# [Teks Sumber]
Awal tahun 2020 ini, menjadi masa-masa kritis sekaligus dramatis. Berbeda dengan munculnya virus SARS tahun 2003-2004 (SARS Cov-1 karena tahun 2020 ini disebut sebagai SARS Cov-2) yang tidak sampai memunculkan aksi Social Distancing skala besar. Jumlah korban saat itu hanya sekitar 5000-an di seluruh dunia dengan korban jiwa hanya mencapai 813 orang.
Virus Corona seakan menjadi drama baru yang heboh karena jumlah pasien terus bertambah hingga mencapai 200 ribu orang. Adapun yang sembuh jumlahnya lebih besar yaitu 600 ribuan. Tentu ini harus jadi fokus, bagaimana mereka bisa pulih padahal obat yang benar-benar bisa membunuh virus Corona belum ada?
Solusi pencegahan yang paling ampuh hanyalah pembatasan sosial yang kalau di seluruh dunia namanya Lockdown. Ini menimbulkan gaya hidup baru yang menajdikan orang lebih bergantung pada sarana teknologi untuk bersosialisasi dan belajar. Orang menjadi seperti 'asyik dengan dunianya sendiri' atau introvert baru.
Tentang sistem yang terdigitalisasi sebagai bentuk budaya baru, tentu kita ingat dengan kartun Jepang tentang masa depan pada era 1990-an. Masyarakat sudah sangat bergantung dengan sarana teknologi seperti berkomunikasi, meeting, hingga sekolah. Keadaan itu persis era sekarang ini.

# [Data yang Diberikan]

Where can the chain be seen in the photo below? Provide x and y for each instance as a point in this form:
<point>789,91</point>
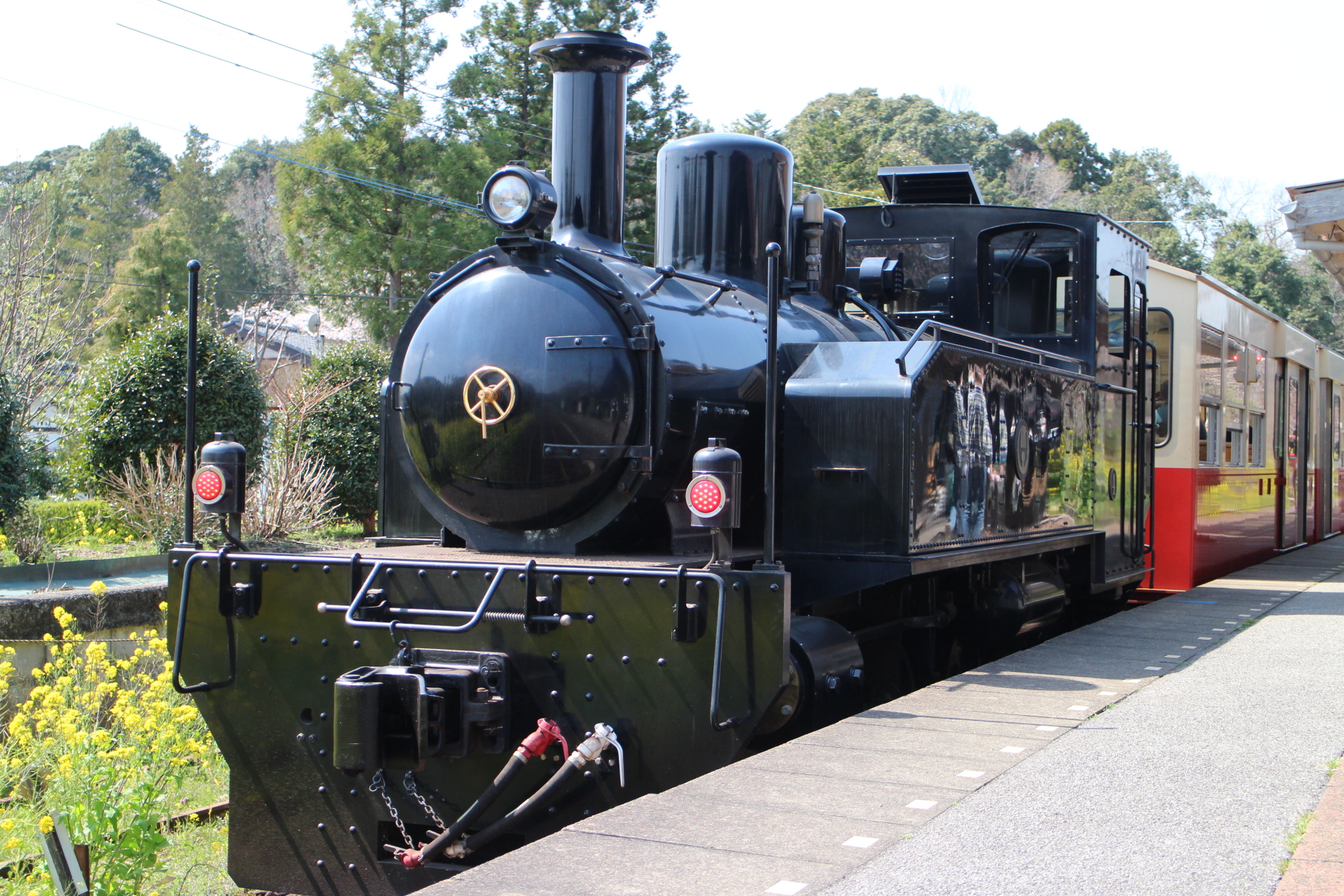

# [Petunjuk]
Lanjutkan teks tentang pandemi Corona dan gaya hidup yang serba digital, dimulai tepat setelah kalimat terakhirnya.

# [Hasil Latihan]
Seakan, era ini secara tidak langsung dimanfaatkan oleh produsen teknologi untuk uji coba budaya digitalisasi di masa depan. Orang menjadi semakin malas keluar rumah dan interaksi secara fisik jadi semakin terbatas akibat teknologi digital itu.
Budaya baru di era pandemi ini menjadi sejarah awal munculnya abad teknologi yang terkosentrasi di dalam rumah. Karantina ini juga muncul karena ada ketakutan masal. Biasanya orang takut dengan hantu, hewan liar, maupun penjahat, kini ketakutan mengarah pada sesama manusia. Seakan, kita belajar untuk jangan terlalu percaya dengan orang lain dikarenakan 'membawa virus.'
Ketakutan masyarakat dan munculnya budaya teknologi merupakan imbas dari munculnya pandemi Corona yang dianggap sama parah dengan Flu Spanyol tahun 1918. Perilaku manusia yang berubah ini juga harus disadarkan dengan mengurangi ketakutan dan berfikir positif. Dampak ganggauan mental bisa terjadi jika ketakutan dan pikiran negatif tidak dilawan dengan aktivitas yang bermanfaat.
Bertemu dengan keluarga dan menjalani hidup sehat harus dilakukan. Tubuh yang sehat serta pikiran jernih akan menjadikan kita pribadi yang positif sehingga mendapatkan penilaian yang baik bagi masyarakat dimanapun berada.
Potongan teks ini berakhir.